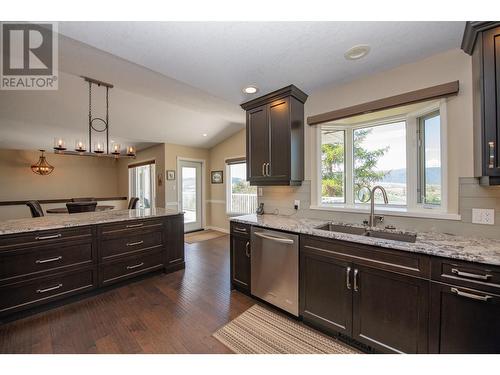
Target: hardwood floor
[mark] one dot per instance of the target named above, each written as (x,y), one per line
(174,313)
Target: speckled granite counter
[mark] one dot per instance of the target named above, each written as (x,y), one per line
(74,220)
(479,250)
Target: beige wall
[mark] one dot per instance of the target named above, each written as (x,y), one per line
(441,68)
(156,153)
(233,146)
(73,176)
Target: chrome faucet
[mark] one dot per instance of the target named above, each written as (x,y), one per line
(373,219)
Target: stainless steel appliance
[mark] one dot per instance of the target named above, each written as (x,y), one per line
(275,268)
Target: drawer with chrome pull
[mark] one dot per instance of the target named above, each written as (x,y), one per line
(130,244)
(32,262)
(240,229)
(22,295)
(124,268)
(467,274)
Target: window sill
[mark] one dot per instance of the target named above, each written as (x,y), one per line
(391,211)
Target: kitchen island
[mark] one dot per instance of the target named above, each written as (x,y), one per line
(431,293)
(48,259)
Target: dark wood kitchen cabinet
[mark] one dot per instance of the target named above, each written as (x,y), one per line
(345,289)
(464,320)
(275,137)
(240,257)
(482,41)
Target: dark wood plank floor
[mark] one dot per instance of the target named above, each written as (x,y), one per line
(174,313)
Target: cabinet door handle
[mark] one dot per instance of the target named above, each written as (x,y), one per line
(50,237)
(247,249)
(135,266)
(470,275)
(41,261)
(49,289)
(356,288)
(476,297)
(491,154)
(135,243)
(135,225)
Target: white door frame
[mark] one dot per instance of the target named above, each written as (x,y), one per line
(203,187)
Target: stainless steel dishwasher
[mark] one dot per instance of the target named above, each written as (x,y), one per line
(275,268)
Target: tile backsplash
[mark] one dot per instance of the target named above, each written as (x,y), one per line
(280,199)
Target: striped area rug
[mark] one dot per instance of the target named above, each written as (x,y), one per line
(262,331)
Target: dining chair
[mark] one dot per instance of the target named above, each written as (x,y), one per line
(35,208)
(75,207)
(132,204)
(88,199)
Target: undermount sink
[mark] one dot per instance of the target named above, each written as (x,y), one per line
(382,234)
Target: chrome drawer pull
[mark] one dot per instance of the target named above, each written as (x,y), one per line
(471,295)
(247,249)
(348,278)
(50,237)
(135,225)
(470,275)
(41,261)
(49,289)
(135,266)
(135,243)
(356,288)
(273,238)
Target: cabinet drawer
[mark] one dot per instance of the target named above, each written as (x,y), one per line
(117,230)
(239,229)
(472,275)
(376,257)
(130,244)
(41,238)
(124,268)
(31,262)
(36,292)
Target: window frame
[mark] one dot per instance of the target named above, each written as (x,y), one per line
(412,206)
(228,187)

──────

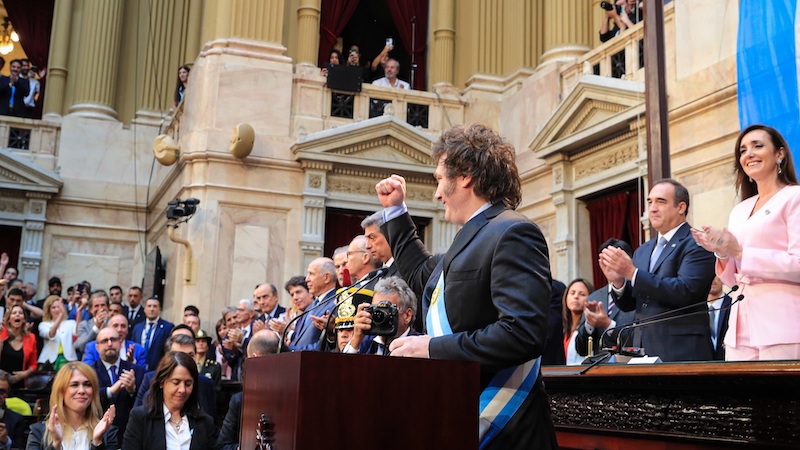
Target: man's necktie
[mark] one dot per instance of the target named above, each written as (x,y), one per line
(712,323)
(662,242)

──────

EXERCISE TASK: Tally the lines in the entries above that contain the string "pull", treating case as significant, and reply with only the number.

ANSWER TO THE PROBLEM: 2